SUPPLIED PASSAGE
◇ ◇ ◇

Whether we try to base this test on external structural characteristics or else on behavioral characteristics (which is in fact the approach of the traditional Turing Test), we find that mimicking or faking the appearance and behavior of a real human (or a real “worthy being”) in order to deceive the tester is a relatively achievable task. In all wars it is common practice to use “decoys” to distract enemy attacks and render them ineffective. The attacker has to discriminate in an ever shorter time interval whether the target in sight is a soldier or a dummy, a tank or a painted wooden crate, an innocent child used as a human shield or a humanoid pretending to be a child (which would then be a legitimate military target). In other words, robotic ethical programming cannot be made viable without first solving a computational “ethical dignity test” that discriminates beings worthy of respect from other beings, in a context where we can expect to encounter faking and deception at the very least.

Second Difficulty: Need to Foresee the Consequences of an Act

Our actions trigger a multitude of effects, some of which will occur in a more or less distant future. If only immediate effects are morally relevant, a killer robot could plan its actions in such a way that the death of the “target” will occur one week after it has made certain preparations, thereby evading responsibility for the act. If a week seems too short a time to us, shall we go for a month, or a year? Where do we draw the line?

To decide behavior in accordance with the First Law, a robot must be able to make a reasonably accurate prediction of the future. This prediction is difficult for many reasons, but especially because future events will be affected by the actions of the agent itself. Faced with the question, is this program harmful to humans?, an interesting recent work demonstrates, as a consequence of Rice’s theorem (Rice, 1953), that it is not possible to build a computational super-intelligence with a control strategy which forestalls evil on the part of others and which, at the same time, guarantees that it will not itself be harmful (Alfonseca et al., 2021). Like the “halting problem”, the harming problem is undecidable.

◇ ◇ ◇

TASK REQUIREMENTS
• 1. In the robot ethics passage, which theorem is cited to show that a super-intelligence cannot both forestall evil by others and guarantee that it will not itself be harmful?
• 2. Return the part of the robot ethics passage that begins at the words "To decide behavior" and stops after "problem is undecidable.".
• 3. List every pair of possible targets that, according to the robot ethics passage, an attacker must tell apart.

Image location labeling entries
◇ ◇ ◇

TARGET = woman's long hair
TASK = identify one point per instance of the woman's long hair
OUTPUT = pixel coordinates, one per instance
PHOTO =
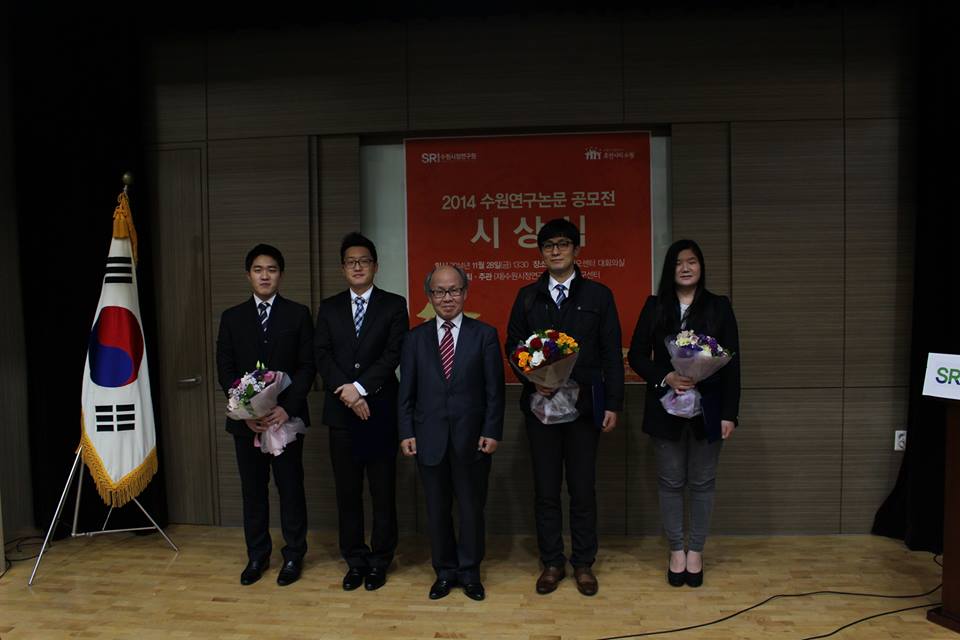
(668, 305)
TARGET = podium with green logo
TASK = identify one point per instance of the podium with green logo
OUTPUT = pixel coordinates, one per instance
(942, 381)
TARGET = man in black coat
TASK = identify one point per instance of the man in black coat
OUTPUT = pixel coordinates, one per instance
(359, 335)
(277, 332)
(451, 419)
(583, 309)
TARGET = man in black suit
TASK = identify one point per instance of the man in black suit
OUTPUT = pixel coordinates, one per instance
(359, 335)
(277, 332)
(564, 300)
(451, 419)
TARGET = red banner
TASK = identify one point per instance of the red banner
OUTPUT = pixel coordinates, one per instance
(479, 202)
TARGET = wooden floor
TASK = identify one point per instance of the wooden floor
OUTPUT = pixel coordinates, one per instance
(123, 586)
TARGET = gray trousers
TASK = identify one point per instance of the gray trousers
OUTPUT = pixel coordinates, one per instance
(689, 463)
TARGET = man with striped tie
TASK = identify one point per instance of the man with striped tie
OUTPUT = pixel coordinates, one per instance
(360, 332)
(451, 419)
(269, 329)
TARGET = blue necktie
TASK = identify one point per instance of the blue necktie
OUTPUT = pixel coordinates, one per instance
(263, 306)
(561, 296)
(358, 316)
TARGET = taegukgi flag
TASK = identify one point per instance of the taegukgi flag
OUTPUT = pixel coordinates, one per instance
(117, 430)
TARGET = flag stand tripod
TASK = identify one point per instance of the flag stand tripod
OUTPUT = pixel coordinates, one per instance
(77, 462)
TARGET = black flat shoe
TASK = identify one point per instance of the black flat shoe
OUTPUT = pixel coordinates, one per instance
(676, 578)
(254, 570)
(376, 578)
(353, 579)
(694, 579)
(475, 591)
(441, 589)
(289, 573)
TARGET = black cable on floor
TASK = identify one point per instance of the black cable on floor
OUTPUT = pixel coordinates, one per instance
(876, 615)
(797, 595)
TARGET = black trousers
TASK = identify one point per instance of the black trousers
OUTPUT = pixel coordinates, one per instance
(453, 559)
(255, 467)
(555, 448)
(348, 473)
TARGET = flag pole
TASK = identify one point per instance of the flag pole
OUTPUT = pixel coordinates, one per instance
(79, 463)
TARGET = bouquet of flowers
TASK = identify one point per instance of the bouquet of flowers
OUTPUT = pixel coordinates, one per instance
(695, 356)
(253, 396)
(546, 359)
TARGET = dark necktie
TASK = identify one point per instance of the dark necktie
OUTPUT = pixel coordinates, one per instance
(561, 296)
(446, 349)
(263, 306)
(358, 316)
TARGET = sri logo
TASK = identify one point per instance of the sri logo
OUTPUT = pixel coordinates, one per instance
(946, 376)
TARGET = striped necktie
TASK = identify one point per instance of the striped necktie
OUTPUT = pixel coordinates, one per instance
(561, 296)
(263, 306)
(446, 349)
(358, 316)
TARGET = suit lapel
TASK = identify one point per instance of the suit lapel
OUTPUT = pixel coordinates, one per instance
(273, 325)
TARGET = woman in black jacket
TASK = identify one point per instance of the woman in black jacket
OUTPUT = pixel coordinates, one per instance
(686, 449)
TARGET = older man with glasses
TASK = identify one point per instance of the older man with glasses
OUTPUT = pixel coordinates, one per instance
(451, 419)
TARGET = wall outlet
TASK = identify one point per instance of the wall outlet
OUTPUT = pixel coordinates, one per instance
(900, 440)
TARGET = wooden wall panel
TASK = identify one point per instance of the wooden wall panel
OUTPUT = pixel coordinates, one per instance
(183, 348)
(339, 213)
(880, 222)
(175, 90)
(783, 65)
(700, 195)
(332, 79)
(780, 473)
(870, 465)
(643, 514)
(880, 58)
(787, 181)
(512, 71)
(259, 191)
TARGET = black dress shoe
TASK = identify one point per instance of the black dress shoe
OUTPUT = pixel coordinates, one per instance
(254, 569)
(353, 578)
(376, 578)
(441, 588)
(289, 572)
(474, 591)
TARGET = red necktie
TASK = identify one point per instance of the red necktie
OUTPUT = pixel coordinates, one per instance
(446, 349)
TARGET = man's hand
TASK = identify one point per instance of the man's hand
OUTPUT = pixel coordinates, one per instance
(726, 428)
(348, 394)
(361, 408)
(609, 421)
(487, 445)
(255, 426)
(678, 382)
(276, 417)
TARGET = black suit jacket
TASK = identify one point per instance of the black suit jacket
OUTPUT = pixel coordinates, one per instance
(371, 359)
(589, 316)
(287, 346)
(439, 412)
(720, 392)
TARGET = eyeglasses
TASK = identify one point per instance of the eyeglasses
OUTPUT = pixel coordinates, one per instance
(563, 245)
(440, 294)
(353, 263)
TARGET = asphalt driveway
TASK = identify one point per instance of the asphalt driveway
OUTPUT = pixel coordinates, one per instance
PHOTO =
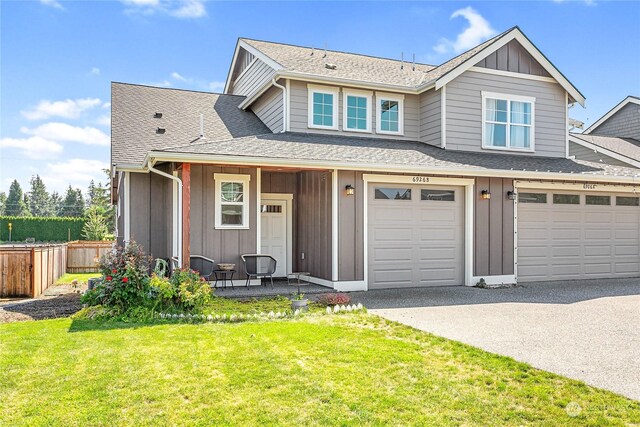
(588, 329)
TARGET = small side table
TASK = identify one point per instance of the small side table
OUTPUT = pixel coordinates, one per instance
(296, 275)
(223, 276)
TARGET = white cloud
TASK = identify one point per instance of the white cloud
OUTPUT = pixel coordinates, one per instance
(75, 172)
(183, 9)
(62, 132)
(216, 86)
(69, 108)
(34, 147)
(479, 30)
(52, 3)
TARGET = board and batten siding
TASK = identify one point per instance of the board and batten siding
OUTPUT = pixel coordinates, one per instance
(493, 228)
(223, 246)
(269, 109)
(584, 153)
(151, 212)
(464, 111)
(430, 117)
(253, 78)
(625, 123)
(299, 114)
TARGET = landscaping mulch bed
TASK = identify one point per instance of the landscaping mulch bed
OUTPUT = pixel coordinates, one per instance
(41, 308)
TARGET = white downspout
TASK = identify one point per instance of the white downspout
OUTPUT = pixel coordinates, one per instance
(179, 181)
(285, 107)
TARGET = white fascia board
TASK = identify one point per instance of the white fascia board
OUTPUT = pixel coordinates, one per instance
(611, 112)
(533, 51)
(606, 152)
(321, 164)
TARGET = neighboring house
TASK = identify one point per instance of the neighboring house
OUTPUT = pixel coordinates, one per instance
(375, 173)
(613, 139)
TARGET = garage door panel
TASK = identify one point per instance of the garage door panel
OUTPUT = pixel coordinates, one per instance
(599, 242)
(415, 242)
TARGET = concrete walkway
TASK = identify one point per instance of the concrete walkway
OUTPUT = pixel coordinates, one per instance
(588, 330)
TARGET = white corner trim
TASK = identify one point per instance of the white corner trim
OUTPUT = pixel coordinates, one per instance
(334, 225)
(506, 279)
(335, 91)
(529, 47)
(368, 95)
(246, 203)
(604, 151)
(443, 117)
(127, 207)
(628, 99)
(512, 74)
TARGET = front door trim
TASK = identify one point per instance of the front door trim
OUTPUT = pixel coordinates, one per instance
(288, 198)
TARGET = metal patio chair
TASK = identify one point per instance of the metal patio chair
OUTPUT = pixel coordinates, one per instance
(258, 266)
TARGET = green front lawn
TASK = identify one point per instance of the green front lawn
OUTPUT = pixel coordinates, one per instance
(353, 369)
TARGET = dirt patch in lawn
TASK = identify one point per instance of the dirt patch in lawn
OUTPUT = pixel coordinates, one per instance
(41, 308)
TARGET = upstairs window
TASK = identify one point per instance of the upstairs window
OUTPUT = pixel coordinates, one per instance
(232, 201)
(390, 116)
(357, 111)
(507, 122)
(323, 107)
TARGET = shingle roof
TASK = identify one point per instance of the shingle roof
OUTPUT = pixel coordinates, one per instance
(627, 147)
(393, 153)
(358, 67)
(133, 126)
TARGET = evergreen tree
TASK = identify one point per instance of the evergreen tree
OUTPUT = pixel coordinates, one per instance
(15, 201)
(3, 202)
(39, 201)
(72, 204)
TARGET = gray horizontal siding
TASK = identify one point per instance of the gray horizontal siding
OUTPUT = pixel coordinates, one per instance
(430, 117)
(299, 118)
(583, 153)
(256, 75)
(513, 57)
(269, 109)
(464, 111)
(625, 123)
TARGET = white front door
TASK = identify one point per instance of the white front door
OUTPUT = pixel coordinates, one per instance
(274, 233)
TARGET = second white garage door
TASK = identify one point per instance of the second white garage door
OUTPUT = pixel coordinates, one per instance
(415, 236)
(564, 235)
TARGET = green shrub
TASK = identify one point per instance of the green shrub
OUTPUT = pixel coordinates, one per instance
(48, 229)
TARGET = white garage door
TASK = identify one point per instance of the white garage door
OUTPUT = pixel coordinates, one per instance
(571, 235)
(415, 236)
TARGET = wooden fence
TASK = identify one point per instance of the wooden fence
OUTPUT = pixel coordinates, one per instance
(29, 270)
(83, 256)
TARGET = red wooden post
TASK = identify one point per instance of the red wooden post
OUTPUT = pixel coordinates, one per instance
(186, 211)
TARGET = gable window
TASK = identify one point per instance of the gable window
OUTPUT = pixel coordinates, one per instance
(232, 201)
(390, 115)
(323, 107)
(507, 122)
(357, 111)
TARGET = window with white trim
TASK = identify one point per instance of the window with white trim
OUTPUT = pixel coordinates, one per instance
(232, 201)
(323, 107)
(508, 122)
(357, 111)
(390, 114)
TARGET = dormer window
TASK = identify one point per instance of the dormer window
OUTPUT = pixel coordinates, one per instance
(507, 122)
(390, 115)
(357, 111)
(323, 107)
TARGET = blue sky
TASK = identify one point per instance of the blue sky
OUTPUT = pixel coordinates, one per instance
(57, 57)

◇ ◇ ◇

TASK ANSWERS
• 1. Rice’s theorem (Rice, 1953).

• 2.
To decide behavior in accordance with the First Law, a robot must be able to make a reasonably accurate prediction of the future. This prediction is difficult for many reasons, but especially because future events will be affected by the actions of the agent itself. Faced with the question, is this program harmful to humans?, an interesting recent work demonstrates, as a consequence of Rice’s theorem (Rice, 1953), that it is not possible to build a computational super-intelligence with a control strategy which forestalls evil on the part of others and which, at the same time, guarantees that it will not itself be harmful (Alfonseca et al., 2021). Like the “halting problem”, the harming problem is undecidable.

• 3.
- a soldier or a dummy
- a tank or a painted wooden crate
- an innocent child used as a human shield or a humanoid pretending to be a child